> _Instructions to follow_:
Answer these questions using the text on environmental studies and atomic energy below.
1. What has the atom, as a tool of the environmental radiobiologist, speeded up?
2. What could the use of atomic weapons in war have?
3. Where and in what year was the white-capped noddy tern nesting colony photographed?

____ Document extract

Environmental studies are not new. They have been implicit in thousands of biological research efforts, large and small, for generations. Atomic energy, however, is a new factor. Also new is the intensity of the approach. Not until the explosion of inquiry of this century has man brought together the necessary resources—the time, the funds, the instruments, the ingenious technological devices, the ideas, and the organizational and management skills—to attack problems that are global in scale.

The atom as a tool of the environmental radiobiologist has, of itself, solved few problems. Its significance is that it has speeded up—to a degree still not fully tested—our ability to study ecosystems and their relations to each other.

The First Twenty Years

Instruments for environmental research.

A radiation analyzer for laboratory examination of field samples.

Installing environmental research equipment in the field.

The first two decades of the Atomic Age have comprised a period of swift maturity. Much has been done to gain perspective. Atomic energy as a potential force for destruction has not been controlled. But there is a surer knowledge of the hazard inherent in the absence of control and a rational hope that the new power will be directed toward peaceful objectives. We know that:

1. The uninhibited release of nuclear products into the environment of the earth will create problems—fundamentally biological problems—of long duration and of still-unassessed ultimate effect.

2. Use of atomic weapons in war could have a “biological cost” beyond calculation.

Yet, in terms of constructive employment of atomic resources, we also know that:

1. Atomic energy may help solve the very problems that the new age presents.

2. Careful and controlled development of atomic forces will provide the reservoirs of energy that will be needed to sustain the world’s populations of the next century and beyond.

In whatever case, the solutions lie in the direction of environmental knowledge.

Man, the human animal, will live in the environment he has the intelligence to understand and to preserve.

... All creatures are linked to each other ... in their dependence on limited environments that together form the whole of nature ...” (Page 3). (White-capped noddy tern nesting colony, Engebi Island, Eniwetok Atoll, photographed in 1965.)

________
____ Information given

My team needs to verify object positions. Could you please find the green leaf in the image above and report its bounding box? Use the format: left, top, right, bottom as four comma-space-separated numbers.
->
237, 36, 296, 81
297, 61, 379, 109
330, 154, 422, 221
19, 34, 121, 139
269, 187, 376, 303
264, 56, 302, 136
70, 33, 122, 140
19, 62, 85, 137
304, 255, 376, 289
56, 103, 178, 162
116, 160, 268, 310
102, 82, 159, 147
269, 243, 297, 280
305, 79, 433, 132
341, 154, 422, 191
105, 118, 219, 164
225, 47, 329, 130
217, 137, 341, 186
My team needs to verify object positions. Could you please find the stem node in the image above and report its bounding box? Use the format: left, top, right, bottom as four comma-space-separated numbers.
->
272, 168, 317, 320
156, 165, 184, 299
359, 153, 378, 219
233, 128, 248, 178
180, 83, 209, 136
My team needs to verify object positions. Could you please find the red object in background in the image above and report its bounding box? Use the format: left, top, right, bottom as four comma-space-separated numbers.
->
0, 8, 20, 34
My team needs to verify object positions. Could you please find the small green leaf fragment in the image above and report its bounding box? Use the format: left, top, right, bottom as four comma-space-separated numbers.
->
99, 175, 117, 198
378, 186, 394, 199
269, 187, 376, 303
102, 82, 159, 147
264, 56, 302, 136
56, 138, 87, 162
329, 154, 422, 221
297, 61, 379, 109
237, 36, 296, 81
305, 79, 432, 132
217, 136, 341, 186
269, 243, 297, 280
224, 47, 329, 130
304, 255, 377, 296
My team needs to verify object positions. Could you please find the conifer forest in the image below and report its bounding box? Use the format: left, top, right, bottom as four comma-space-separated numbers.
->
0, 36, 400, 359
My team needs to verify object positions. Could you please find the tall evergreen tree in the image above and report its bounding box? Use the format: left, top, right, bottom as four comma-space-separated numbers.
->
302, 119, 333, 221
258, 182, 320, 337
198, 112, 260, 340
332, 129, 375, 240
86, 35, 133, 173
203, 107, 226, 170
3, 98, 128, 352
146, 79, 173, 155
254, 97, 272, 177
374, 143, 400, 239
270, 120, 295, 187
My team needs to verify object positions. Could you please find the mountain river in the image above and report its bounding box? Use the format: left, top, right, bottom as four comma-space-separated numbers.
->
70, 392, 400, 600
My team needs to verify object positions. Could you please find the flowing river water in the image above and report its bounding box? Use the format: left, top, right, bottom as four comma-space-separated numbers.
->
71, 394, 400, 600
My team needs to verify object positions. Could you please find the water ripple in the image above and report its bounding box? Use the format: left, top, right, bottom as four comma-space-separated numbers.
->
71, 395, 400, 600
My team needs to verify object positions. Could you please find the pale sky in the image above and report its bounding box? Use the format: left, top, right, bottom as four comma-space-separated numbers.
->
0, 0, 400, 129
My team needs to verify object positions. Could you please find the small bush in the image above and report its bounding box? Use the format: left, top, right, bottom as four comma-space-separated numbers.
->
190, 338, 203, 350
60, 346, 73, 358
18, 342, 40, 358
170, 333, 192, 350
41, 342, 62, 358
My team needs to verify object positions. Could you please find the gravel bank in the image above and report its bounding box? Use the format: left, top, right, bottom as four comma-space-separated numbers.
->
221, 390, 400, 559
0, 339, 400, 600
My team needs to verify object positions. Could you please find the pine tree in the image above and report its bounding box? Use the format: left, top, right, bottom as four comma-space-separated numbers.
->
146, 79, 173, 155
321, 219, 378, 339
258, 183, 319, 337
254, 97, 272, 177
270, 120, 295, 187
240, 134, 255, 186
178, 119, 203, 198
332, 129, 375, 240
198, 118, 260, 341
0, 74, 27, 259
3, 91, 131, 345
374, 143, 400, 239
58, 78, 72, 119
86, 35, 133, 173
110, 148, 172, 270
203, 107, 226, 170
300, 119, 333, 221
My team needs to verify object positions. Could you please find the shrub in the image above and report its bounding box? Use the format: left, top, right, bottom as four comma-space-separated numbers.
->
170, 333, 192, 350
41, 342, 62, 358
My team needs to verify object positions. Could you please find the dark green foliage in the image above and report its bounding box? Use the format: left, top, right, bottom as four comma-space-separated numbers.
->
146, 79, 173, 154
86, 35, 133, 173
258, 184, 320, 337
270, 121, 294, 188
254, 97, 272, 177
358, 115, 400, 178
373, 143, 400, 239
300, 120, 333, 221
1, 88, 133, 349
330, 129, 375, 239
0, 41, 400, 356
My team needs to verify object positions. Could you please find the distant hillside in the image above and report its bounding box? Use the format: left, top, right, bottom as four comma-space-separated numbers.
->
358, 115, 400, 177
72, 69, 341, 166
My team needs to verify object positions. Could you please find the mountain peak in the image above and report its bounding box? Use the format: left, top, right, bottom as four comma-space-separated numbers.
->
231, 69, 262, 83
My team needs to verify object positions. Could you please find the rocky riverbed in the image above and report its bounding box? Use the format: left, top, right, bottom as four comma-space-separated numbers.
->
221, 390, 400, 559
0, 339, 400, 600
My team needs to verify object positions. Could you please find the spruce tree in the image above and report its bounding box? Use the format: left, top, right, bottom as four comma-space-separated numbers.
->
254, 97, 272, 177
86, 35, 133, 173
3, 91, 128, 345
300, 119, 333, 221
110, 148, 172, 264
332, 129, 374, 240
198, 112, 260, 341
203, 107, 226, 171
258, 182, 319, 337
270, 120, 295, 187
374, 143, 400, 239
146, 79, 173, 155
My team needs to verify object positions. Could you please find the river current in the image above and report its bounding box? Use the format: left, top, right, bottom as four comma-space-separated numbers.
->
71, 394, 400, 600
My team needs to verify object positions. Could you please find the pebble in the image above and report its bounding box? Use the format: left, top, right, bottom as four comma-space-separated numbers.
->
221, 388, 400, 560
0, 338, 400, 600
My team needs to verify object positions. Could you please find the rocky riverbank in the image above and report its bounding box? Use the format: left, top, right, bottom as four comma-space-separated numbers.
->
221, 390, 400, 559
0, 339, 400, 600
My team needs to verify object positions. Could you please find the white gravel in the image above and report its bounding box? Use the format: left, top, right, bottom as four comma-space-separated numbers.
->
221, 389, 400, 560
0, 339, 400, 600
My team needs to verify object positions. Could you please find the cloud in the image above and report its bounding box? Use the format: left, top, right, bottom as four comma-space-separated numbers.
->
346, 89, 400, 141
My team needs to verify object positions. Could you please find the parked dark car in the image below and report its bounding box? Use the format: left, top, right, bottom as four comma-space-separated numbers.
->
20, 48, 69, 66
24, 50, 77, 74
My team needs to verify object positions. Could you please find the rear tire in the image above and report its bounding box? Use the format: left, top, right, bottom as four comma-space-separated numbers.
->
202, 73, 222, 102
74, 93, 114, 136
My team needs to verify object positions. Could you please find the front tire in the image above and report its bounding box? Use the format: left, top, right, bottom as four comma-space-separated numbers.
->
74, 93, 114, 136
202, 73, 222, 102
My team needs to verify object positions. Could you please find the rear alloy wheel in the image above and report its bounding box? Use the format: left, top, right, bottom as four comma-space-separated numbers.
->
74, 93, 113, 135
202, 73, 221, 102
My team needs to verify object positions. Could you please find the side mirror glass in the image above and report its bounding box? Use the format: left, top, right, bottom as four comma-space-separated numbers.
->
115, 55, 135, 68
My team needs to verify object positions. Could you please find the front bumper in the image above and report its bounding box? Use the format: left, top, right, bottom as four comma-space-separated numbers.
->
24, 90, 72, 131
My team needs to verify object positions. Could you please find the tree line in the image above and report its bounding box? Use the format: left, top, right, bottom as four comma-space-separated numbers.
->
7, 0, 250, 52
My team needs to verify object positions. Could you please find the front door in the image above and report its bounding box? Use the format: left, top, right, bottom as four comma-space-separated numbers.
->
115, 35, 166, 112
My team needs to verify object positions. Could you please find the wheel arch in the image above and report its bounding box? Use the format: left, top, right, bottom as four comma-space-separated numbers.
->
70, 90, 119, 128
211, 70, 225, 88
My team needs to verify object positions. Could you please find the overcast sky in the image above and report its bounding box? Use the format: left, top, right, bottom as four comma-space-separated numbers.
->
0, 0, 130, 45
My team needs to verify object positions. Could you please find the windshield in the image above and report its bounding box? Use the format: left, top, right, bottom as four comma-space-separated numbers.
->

________

> _Output below_:
1. Our ability to study ecosystems and their relations to each other.
2. A "biological cost" beyond calculation.
3. On Engebi Island, Eniwetok Atoll, in 1965.